▸ **Exercise aim**:
Return the listing below character for character.

▸ **Supplied data**:
..............................

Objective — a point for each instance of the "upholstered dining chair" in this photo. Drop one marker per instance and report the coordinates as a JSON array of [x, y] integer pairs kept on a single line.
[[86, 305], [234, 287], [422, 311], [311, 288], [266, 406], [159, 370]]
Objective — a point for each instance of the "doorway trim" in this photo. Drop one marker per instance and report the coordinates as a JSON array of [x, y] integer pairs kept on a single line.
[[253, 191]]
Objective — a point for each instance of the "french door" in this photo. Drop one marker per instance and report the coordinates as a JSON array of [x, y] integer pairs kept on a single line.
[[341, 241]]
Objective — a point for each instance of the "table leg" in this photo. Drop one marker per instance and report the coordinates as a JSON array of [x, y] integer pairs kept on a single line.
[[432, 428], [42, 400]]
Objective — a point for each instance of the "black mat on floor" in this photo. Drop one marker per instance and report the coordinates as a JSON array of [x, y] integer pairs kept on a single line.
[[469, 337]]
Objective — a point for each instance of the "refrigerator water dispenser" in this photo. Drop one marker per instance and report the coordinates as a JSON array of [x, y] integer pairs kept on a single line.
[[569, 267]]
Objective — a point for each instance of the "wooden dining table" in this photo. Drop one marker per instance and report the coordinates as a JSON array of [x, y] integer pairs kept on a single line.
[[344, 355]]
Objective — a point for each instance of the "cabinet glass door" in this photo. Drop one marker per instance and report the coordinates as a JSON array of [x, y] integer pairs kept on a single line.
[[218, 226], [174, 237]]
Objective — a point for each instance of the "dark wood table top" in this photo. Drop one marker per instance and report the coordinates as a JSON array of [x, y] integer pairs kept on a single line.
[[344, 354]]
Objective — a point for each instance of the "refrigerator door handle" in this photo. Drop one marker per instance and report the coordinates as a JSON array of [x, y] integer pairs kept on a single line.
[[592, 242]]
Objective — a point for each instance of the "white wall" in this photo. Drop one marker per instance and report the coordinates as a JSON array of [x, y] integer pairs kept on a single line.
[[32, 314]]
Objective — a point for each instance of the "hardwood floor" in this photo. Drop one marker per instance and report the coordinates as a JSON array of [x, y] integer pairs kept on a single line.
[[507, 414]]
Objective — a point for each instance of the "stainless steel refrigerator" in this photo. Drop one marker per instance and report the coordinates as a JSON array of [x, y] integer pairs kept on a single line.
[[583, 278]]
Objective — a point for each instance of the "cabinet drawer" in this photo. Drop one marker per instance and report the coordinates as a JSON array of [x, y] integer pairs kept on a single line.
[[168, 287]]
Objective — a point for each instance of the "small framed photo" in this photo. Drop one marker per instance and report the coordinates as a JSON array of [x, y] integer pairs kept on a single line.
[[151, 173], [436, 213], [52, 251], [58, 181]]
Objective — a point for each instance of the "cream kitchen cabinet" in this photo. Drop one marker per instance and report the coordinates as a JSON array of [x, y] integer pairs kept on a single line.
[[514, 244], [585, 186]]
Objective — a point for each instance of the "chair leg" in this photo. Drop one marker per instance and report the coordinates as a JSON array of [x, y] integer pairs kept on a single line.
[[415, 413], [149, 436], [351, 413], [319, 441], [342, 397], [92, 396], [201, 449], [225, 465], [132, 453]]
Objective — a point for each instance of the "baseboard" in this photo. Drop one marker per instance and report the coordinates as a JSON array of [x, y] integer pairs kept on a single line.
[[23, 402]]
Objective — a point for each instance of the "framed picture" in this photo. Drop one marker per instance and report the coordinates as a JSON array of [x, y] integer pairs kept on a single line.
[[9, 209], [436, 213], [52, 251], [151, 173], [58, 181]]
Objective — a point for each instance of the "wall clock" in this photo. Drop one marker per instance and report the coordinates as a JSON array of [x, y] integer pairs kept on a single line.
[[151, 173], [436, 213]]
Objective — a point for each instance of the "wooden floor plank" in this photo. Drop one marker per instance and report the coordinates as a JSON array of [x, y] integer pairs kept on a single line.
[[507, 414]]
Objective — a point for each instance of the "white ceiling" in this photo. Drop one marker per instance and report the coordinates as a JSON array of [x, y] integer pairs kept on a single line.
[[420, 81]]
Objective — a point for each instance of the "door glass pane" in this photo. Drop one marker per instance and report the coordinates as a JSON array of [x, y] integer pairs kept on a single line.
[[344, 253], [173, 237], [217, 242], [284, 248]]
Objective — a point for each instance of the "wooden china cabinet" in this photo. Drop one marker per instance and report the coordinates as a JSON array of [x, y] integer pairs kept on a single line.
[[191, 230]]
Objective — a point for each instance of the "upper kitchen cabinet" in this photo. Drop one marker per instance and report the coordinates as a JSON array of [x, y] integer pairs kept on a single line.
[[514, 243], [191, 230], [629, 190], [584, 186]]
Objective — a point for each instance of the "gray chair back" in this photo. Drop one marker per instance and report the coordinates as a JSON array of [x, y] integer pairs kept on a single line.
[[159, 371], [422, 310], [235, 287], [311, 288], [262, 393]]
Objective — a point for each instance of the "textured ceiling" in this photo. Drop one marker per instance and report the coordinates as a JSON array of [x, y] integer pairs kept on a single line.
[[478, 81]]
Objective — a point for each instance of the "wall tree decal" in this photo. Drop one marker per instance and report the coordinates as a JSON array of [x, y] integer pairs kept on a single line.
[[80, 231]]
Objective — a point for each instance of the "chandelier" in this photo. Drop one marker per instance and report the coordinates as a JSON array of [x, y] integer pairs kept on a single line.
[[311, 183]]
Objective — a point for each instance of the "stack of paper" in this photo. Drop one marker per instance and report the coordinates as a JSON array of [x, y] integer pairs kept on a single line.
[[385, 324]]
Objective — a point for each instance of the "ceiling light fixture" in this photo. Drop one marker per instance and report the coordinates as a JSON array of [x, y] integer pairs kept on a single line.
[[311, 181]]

..............................

▸ **Written reply**:
Objective — a point for each instance of the "upholstered dining chair" in this photo. Drop one marker per instance and report the coordinates as a JSON array of [x, y] integer pairs kept on a single line.
[[86, 305], [234, 287], [422, 311], [311, 288], [266, 406], [159, 370]]
Objective — a point for each instance of the "doorway trim" in this photo. Drop one marker per instance and report the coordinates as a JSON array of [x, y] integer pairs kept on a single line.
[[253, 191]]
Objective — a point for each instance of the "french door" in this photo. Drop one marker per instance and report the coordinates as a JSON array of [x, y] integer pairs kept on a single line.
[[341, 241]]
Objective — a point for each instance of the "table leg" in this photo. Drop one marker per instance and report the coordinates as a JSON array of [x, y] integer pairs kept on a single line.
[[432, 428], [42, 400]]
Objective — a point for each instance of the "black mat on floor" in this photo. Drop one marker per instance and report the coordinates as a JSON array of [x, y] integer pairs kept on a single line.
[[469, 337]]
Objective — a point for each instance of the "refrigerator water dispenser" in this photo. Drop one marker per instance and report the coordinates as a JSON array of [x, y] integer pairs kept on a single line.
[[569, 267]]
Objective — a point for each instance of the "wooden dining table" in this photo. Drop one marker per instance and report the coordinates as a JSON array of [x, y] integer pairs kept on a single line.
[[344, 355]]
Objective — a point for each instance of the "cabinet glass door" in this photo. Drop one marker per instance and report the coordinates as a JSON array of [x, y] integer pairs kept on a single line.
[[218, 226], [174, 237]]
Objective — a point for each instance of the "dark wood table top" in this photo. Drop one marker per instance and report the coordinates as a JSON array of [x, y] integer pairs kept on a single line.
[[344, 354]]
Objective — a point for each instance of the "refrigerator door handle" in this photo. Drop one marker per instance and report the coordinates as a JSON array of [x, y] integer pairs kept on a single line.
[[592, 242]]
Objective — a point for each instance of the "white wall" in this photo. Drop one marker per instance and report the coordinates as a JSON array of [x, y] integer pairs kept on a single line.
[[32, 314]]
Objective — a point for each instance of the "hardwood floor" in this photo. Drop one marker per instance and report the coordinates as a JSON array of [x, y] integer pairs kept on a single line.
[[507, 414]]
Objective — a point for each instance of the "stainless steel refrigerator" in this photo. Drop one marker per instance and report the coordinates as a JSON array of [x, y] integer pairs kept on a single line.
[[583, 278]]
Objective — a point for each instance of the "cabinet drawer" in this photo. Drop one marker per instance and report the coordinates as a JSON array of [x, y] integer pairs kept on a single line.
[[168, 287]]
Objective — a point for each instance of the "small framed photo" in this photo. Drop one marker per instance and report the coordinates as a JSON array of [x, y] integer pairs kept on a single line.
[[151, 173], [436, 213], [52, 251], [58, 181]]
Objective — a point for each instance of the "cream kitchen cabinet" in this photo. Drop one marker per instance and report the coordinates as a JSON array of [x, y] integer pairs kept on a single line.
[[514, 244], [585, 186]]
Objective — a point for each instance of the "chair leg" in this photo. Drop one marker per instance and report the coordinates as a JSON array of [x, y] integer pairs kept on a single line.
[[415, 413], [149, 436], [351, 413], [319, 441], [342, 397], [92, 396], [201, 449], [225, 465], [132, 453]]
Objective — a point for each instance of the "baseboard" in this photo. Drop one marker per instance and report the coordinates as a JSON array of [x, y] integer pairs kept on a single line.
[[23, 402]]
Objective — a point for each instance of the "framed picture" in this photo. Drop one marker per instance and report the coordinates as a JSON array of [x, y] integer pairs kept on a single line.
[[9, 209], [436, 213], [52, 251], [151, 173], [58, 181]]
Objective — a point for each instance of the "wall clock" in this photo. Drop one marker per instance and report the coordinates as a JSON array of [x, y] integer pairs kept on a single line.
[[151, 173], [436, 213]]
Objective — a point for each instance of the "wooden floor plank" in this photo. Drop one marker per instance and report the coordinates as a JSON array of [x, y] integer pairs kept on a single line.
[[507, 414]]
Objective — a point for each instance of the "white ceiling" in this photo. Drop one marker per instance and report the coordinates as a JSON array of [x, y] integer pairs kept on a single line.
[[420, 81]]
Objective — a point for each instance of the "door glass pane" in this photo. Drop one marker per instance and report the coordinates as a JSON array of [x, y] integer pairs kept on a single line.
[[344, 253], [173, 237], [217, 242], [284, 248]]
Objective — a point for each instance of the "wooden china cabinet" in this photo. Drop one marker per instance and report the coordinates as a JSON array of [x, y] integer pairs kept on a single line.
[[191, 230]]
Objective — a point for each instance of the "upper kitchen cabinet" in this photo. Drop one marker per instance and report the coordinates as a JSON array of [x, y] integer pairs kept on a single line.
[[514, 243], [191, 230], [629, 190], [584, 186]]
Objective — a point for each instance of the "gray chair back" in this photo. Drop one marker per instance and report the coordinates as a JSON array of [x, y] integer pairs kept on a single line.
[[159, 371], [422, 310], [235, 287], [311, 288], [262, 393]]
Objective — a point for each instance of the "textured ceiling" in this photo. Drop one marker per instance and report the coordinates as a JSON array of [x, y] integer pairs kept on a single line.
[[478, 81]]
Objective — a point for each instance of the "wall tree decal" in this photo. Drop one marker per instance and report the coordinates as a JSON array of [x, y] integer pairs kept on a single line.
[[80, 231]]
Objective — a point for each instance of the "chandelier" in this photo. Drop one marker per instance and report the coordinates as a JSON array of [x, y] integer pairs kept on a single line.
[[311, 183]]
Objective — a point for each instance of the "stack of paper" in this photo. Drop one marker per instance and report the coordinates as a JSON array of [x, y] integer pairs kept on a single line.
[[385, 324]]
Objective — a point for each instance of the "ceiling light fixture" in this photo. Drop one marker per instance and report the coordinates as a JSON array of [x, y] integer pairs kept on a single line.
[[311, 181]]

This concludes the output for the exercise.